» Work order
Check every line of the material below, and show those that contain "person".

» Records
════════

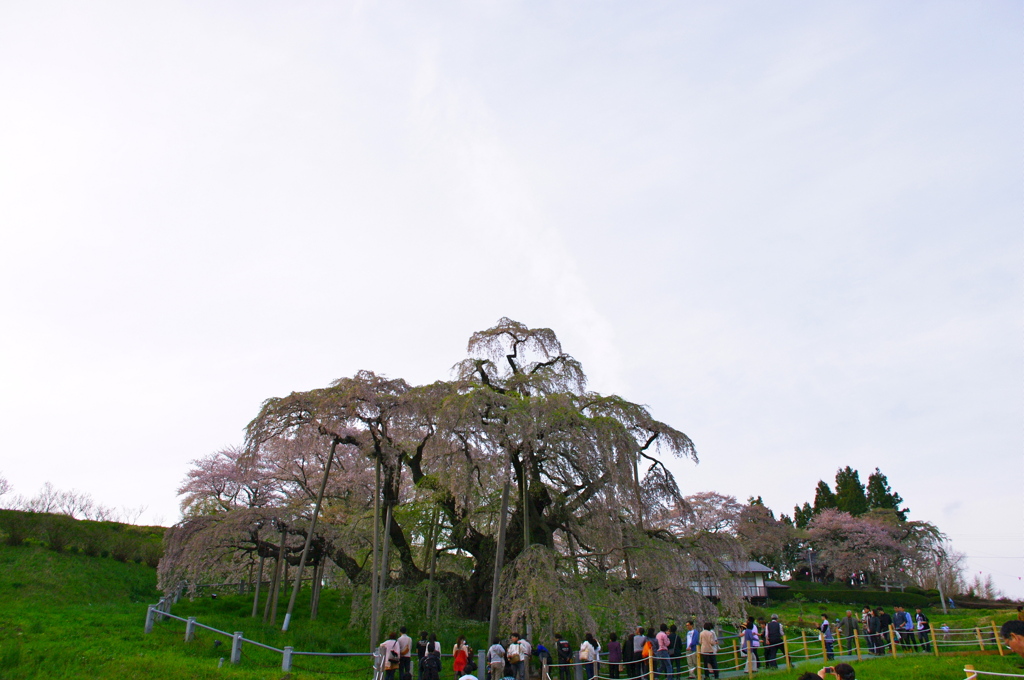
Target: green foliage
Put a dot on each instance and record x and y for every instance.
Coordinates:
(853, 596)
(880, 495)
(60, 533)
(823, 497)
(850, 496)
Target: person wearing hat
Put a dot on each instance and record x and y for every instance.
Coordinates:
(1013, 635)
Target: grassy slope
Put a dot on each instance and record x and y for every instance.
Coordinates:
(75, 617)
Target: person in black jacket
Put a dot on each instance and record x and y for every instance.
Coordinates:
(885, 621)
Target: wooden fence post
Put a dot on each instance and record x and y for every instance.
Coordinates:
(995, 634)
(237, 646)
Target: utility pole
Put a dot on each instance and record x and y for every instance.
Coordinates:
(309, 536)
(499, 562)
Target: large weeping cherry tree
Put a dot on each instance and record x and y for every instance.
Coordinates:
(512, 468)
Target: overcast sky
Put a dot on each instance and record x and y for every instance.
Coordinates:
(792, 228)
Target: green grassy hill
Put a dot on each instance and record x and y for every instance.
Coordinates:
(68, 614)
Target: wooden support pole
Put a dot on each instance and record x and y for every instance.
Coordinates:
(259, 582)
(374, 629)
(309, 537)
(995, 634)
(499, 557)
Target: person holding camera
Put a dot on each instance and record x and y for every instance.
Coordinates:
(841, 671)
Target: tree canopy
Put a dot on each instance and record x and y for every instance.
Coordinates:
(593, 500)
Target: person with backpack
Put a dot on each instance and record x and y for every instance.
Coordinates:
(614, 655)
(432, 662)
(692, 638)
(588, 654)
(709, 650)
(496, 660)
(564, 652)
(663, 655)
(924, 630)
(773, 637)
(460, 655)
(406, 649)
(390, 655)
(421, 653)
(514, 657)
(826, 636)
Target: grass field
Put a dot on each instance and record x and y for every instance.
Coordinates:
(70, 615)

════════

» Response area
Target: person wearing hat
Target: person in black jacket
Target: person holding camera
Target: person with backpack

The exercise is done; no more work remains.